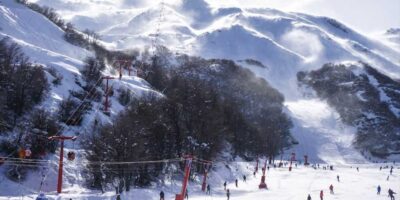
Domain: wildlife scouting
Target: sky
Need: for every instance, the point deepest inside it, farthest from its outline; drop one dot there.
(367, 16)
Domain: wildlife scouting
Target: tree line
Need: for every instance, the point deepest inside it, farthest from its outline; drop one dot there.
(203, 107)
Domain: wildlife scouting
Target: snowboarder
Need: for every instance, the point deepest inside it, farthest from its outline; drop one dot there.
(331, 188)
(161, 195)
(225, 185)
(378, 189)
(391, 194)
(236, 182)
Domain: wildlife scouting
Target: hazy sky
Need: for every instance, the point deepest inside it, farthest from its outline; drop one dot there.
(367, 16)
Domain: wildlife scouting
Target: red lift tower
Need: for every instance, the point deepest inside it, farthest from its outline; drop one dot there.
(306, 160)
(292, 158)
(256, 170)
(203, 186)
(60, 165)
(263, 185)
(106, 93)
(188, 165)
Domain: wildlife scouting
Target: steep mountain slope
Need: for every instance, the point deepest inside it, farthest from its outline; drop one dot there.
(365, 99)
(43, 42)
(284, 43)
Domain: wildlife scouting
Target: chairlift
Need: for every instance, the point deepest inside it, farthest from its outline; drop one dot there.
(71, 155)
(42, 196)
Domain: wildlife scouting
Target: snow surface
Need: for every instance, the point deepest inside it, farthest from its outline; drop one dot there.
(282, 184)
(284, 42)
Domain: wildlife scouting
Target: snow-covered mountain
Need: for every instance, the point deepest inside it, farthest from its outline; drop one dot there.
(275, 45)
(285, 43)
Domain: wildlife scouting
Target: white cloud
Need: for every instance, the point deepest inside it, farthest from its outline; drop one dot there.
(363, 15)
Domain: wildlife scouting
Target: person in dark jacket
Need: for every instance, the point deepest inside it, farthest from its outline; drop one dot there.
(162, 195)
(225, 185)
(391, 194)
(378, 190)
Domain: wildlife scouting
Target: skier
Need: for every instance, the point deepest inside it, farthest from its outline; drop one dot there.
(41, 197)
(378, 189)
(331, 188)
(391, 194)
(161, 195)
(225, 185)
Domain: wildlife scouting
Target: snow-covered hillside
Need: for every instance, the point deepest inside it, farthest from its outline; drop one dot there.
(44, 43)
(283, 42)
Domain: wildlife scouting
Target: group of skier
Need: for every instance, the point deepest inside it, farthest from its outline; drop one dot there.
(391, 193)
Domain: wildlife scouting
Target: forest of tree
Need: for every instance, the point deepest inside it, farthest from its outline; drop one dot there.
(203, 106)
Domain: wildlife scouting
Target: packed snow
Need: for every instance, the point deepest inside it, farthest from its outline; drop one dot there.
(282, 184)
(284, 42)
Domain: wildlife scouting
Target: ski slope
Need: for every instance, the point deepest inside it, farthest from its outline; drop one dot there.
(282, 185)
(284, 43)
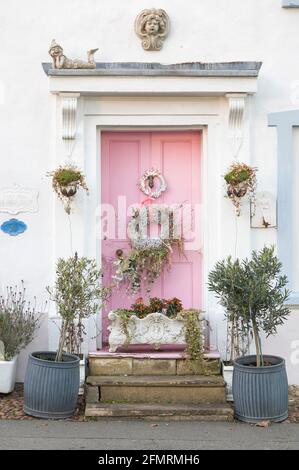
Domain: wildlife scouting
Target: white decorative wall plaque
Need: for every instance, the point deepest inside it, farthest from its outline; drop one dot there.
(263, 211)
(18, 199)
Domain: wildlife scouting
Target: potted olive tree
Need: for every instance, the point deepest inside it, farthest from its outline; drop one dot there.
(18, 323)
(224, 281)
(52, 377)
(257, 300)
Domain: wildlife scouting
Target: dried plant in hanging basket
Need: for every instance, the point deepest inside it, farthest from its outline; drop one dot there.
(66, 180)
(240, 181)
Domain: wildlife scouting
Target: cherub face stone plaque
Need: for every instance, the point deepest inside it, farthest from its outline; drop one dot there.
(152, 27)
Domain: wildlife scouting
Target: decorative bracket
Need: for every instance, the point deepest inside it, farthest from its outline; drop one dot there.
(69, 120)
(237, 103)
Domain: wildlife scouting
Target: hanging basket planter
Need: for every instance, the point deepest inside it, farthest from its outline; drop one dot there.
(240, 181)
(66, 180)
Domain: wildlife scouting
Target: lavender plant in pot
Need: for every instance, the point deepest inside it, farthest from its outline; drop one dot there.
(19, 321)
(260, 385)
(52, 377)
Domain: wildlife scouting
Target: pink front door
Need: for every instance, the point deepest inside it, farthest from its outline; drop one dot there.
(125, 157)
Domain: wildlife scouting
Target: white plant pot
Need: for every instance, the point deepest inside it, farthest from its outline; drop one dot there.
(8, 370)
(228, 377)
(155, 328)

Exercise aim: How many lines of the data above contain the string "slope", counting only case-sensitive matches? Reply with the number alone.

Answer to this task: 2